**What is required**
Update every one of the items below by changing "the system" to "the assistant" and leaving everything else unchanged.
>>>
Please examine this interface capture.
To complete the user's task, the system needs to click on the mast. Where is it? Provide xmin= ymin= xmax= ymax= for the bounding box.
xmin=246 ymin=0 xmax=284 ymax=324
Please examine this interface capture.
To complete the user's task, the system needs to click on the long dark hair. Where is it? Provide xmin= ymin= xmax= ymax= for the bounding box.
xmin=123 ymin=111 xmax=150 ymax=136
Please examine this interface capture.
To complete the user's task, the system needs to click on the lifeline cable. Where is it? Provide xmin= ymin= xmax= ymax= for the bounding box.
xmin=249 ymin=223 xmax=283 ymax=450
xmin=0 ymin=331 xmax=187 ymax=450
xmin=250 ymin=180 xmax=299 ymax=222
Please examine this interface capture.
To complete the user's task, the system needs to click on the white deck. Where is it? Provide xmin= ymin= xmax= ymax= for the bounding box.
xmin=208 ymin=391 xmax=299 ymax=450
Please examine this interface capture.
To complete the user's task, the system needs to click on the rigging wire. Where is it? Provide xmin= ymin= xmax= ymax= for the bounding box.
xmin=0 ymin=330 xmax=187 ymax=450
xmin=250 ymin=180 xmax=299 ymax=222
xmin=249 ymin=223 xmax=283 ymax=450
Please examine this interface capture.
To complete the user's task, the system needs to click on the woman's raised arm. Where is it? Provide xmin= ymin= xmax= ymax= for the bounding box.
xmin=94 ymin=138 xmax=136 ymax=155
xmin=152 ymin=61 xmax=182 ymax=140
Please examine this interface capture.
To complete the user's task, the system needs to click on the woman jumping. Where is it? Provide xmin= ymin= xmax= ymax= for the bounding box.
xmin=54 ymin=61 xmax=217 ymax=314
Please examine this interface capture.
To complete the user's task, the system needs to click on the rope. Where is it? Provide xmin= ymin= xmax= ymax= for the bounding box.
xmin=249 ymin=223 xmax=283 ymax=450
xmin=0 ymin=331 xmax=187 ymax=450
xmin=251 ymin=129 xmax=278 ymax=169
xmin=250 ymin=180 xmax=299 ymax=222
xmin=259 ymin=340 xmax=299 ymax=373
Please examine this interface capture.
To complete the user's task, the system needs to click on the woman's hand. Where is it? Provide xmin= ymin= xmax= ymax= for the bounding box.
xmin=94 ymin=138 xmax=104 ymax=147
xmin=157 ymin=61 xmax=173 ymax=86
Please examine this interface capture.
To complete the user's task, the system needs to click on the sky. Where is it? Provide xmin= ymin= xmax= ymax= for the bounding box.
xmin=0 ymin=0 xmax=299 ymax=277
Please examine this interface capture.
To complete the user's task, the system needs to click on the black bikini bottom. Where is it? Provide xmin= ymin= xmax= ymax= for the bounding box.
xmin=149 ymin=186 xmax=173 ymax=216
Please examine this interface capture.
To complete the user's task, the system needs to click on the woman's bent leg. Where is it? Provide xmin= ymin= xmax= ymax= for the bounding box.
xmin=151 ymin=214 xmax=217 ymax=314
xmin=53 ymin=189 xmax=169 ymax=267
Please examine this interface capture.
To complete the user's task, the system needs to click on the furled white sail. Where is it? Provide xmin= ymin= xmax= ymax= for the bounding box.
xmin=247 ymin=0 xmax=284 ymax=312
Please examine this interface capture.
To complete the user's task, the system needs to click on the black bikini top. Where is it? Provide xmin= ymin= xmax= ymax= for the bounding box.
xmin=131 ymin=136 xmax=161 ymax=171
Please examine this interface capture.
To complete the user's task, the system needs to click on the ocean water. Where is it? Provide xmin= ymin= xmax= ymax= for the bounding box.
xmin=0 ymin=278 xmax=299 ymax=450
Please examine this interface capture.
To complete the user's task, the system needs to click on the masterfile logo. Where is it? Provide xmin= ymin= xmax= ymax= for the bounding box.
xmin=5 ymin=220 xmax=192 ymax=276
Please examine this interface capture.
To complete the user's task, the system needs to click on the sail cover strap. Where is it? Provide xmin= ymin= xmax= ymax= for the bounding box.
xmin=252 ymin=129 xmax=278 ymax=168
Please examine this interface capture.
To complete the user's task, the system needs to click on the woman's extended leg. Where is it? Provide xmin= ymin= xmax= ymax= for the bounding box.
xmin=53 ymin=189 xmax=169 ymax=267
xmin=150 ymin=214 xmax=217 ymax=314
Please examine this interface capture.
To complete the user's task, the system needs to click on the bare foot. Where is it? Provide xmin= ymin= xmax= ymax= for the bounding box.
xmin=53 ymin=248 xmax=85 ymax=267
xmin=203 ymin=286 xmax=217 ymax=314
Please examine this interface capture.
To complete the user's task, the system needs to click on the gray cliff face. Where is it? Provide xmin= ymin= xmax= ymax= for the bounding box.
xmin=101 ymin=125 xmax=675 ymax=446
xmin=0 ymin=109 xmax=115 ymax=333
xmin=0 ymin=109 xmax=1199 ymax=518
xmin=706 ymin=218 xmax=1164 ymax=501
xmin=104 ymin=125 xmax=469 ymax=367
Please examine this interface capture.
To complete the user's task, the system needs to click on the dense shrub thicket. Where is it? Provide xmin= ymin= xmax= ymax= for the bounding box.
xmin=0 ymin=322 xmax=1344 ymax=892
<<<
**Result**
Please examine this interface capture.
To complete the user's task, the assistant needs to click on the mast. Where is it? Provide xmin= ymin= xmax= ymax= for the bounding box.
xmin=246 ymin=0 xmax=284 ymax=324
Please examine this interface capture.
To complete the user's task, the assistant needs to click on the long dark hair. Where is it? Provide xmin= ymin= xmax= ymax= for the bounding box.
xmin=123 ymin=111 xmax=150 ymax=136
Please examine this interface capture.
To complete the user's task, the assistant needs to click on the lifeline cable. Where is it? Provide xmin= ymin= xmax= ymax= for the bounding box.
xmin=249 ymin=223 xmax=283 ymax=450
xmin=0 ymin=331 xmax=187 ymax=450
xmin=250 ymin=180 xmax=299 ymax=222
Please examine this interface capture.
To complete the user's task, the assistant needs to click on the white deck. Where is it? Provide xmin= ymin= xmax= ymax= for the bounding box.
xmin=208 ymin=391 xmax=299 ymax=450
Please examine this interface capture.
To complete the user's task, the assistant needs to click on the rigging wire. Where is it? Provide xmin= ymin= xmax= ymax= for the bounding box.
xmin=0 ymin=330 xmax=187 ymax=450
xmin=250 ymin=180 xmax=299 ymax=222
xmin=249 ymin=223 xmax=283 ymax=450
Please examine this interface capture.
To complete the user's task, the assistant needs to click on the woman's raised arm. Where is it? Provide xmin= ymin= xmax= ymax= for the bounding box.
xmin=94 ymin=138 xmax=136 ymax=155
xmin=152 ymin=61 xmax=182 ymax=140
Please examine this interface capture.
To complete the user's task, the assistant needs to click on the woman jumping. Where is it? Provide xmin= ymin= xmax= ymax= for the bounding box.
xmin=54 ymin=61 xmax=217 ymax=314
Please examine this interface capture.
To complete the user's task, the assistant needs to click on the rope. Where is it? Provide xmin= ymin= xmax= ymax= for the bounding box.
xmin=249 ymin=223 xmax=283 ymax=450
xmin=0 ymin=331 xmax=187 ymax=450
xmin=251 ymin=129 xmax=278 ymax=169
xmin=250 ymin=180 xmax=299 ymax=222
xmin=259 ymin=340 xmax=299 ymax=373
Please examine this interface capture.
To complete the user's task, the assistant needs to click on the woman's hand. Where is it? Provide xmin= ymin= xmax= ymax= for the bounding box.
xmin=94 ymin=138 xmax=104 ymax=147
xmin=157 ymin=61 xmax=173 ymax=86
Please examine this interface capture.
To complete the user's task, the assistant needs to click on the sky. Where is it? Provide xmin= ymin= xmax= ymax= for the bounding box.
xmin=0 ymin=0 xmax=299 ymax=277
Please examine this interface capture.
To complete the user's task, the assistant needs to click on the black bikini bottom. Where is it? Provide xmin= ymin= xmax= ymax= for the bounding box.
xmin=149 ymin=186 xmax=173 ymax=216
Please examine this interface capture.
To complete the user's task, the assistant needs to click on the woman's bent leg. Where is it? Provide xmin= ymin= xmax= ymax= for the bounding box.
xmin=151 ymin=214 xmax=217 ymax=314
xmin=53 ymin=189 xmax=169 ymax=267
Please examine this interface capture.
To complete the user's task, the assistant needs to click on the furled white sail. Where is it? Provide xmin= ymin= xmax= ymax= for the bounding box.
xmin=247 ymin=0 xmax=284 ymax=312
Please examine this interface capture.
To complete the user's task, the assistant needs to click on the black bikini top. Where is it? Provide xmin= ymin= xmax= ymax= for the bounding box.
xmin=131 ymin=136 xmax=161 ymax=171
Please examine this interface capture.
To complete the user's task, the assistant needs to click on the ocean water. Where is it? Provide xmin= ymin= xmax= ymax= for the bounding box.
xmin=0 ymin=278 xmax=299 ymax=450
Please examine this interface capture.
To complete the user's task, the assistant needs to click on the masterfile logo. Where is it? Provide xmin= ymin= xmax= ymax= for the bounding box.
xmin=5 ymin=220 xmax=192 ymax=276
Please examine this interface capture.
To complete the user's task, the assistant needs to click on the sail cover strap. Where is it? Provide xmin= ymin= xmax= ymax= for the bounding box.
xmin=252 ymin=129 xmax=278 ymax=168
Please examine this interface capture.
To complete the user's task, the assistant needs to click on the woman's extended leg. Where is it? Provide xmin= ymin= xmax= ymax= for the bounding box.
xmin=53 ymin=189 xmax=169 ymax=267
xmin=150 ymin=214 xmax=217 ymax=314
Please examine this interface capture.
To complete the user's task, the assistant needs to click on the bare foot. Where is it? Provide xmin= ymin= xmax= ymax= for the bounding box.
xmin=53 ymin=248 xmax=85 ymax=267
xmin=203 ymin=286 xmax=217 ymax=314
Please examine this interface capture.
To complete the user's task, the assistant needs to click on the gray cliff face. Where is it? Provide xmin= ymin= xmax= ymax= for the bounding box.
xmin=101 ymin=125 xmax=675 ymax=446
xmin=0 ymin=109 xmax=115 ymax=333
xmin=0 ymin=109 xmax=1199 ymax=518
xmin=706 ymin=218 xmax=1164 ymax=501
xmin=104 ymin=125 xmax=469 ymax=367
Please examine this interface capture.
To complete the user's task, the assistant needs to click on the dense shrub thicket. Where is it? Provide xmin= ymin= xmax= ymax= for the bounding box.
xmin=0 ymin=322 xmax=1344 ymax=892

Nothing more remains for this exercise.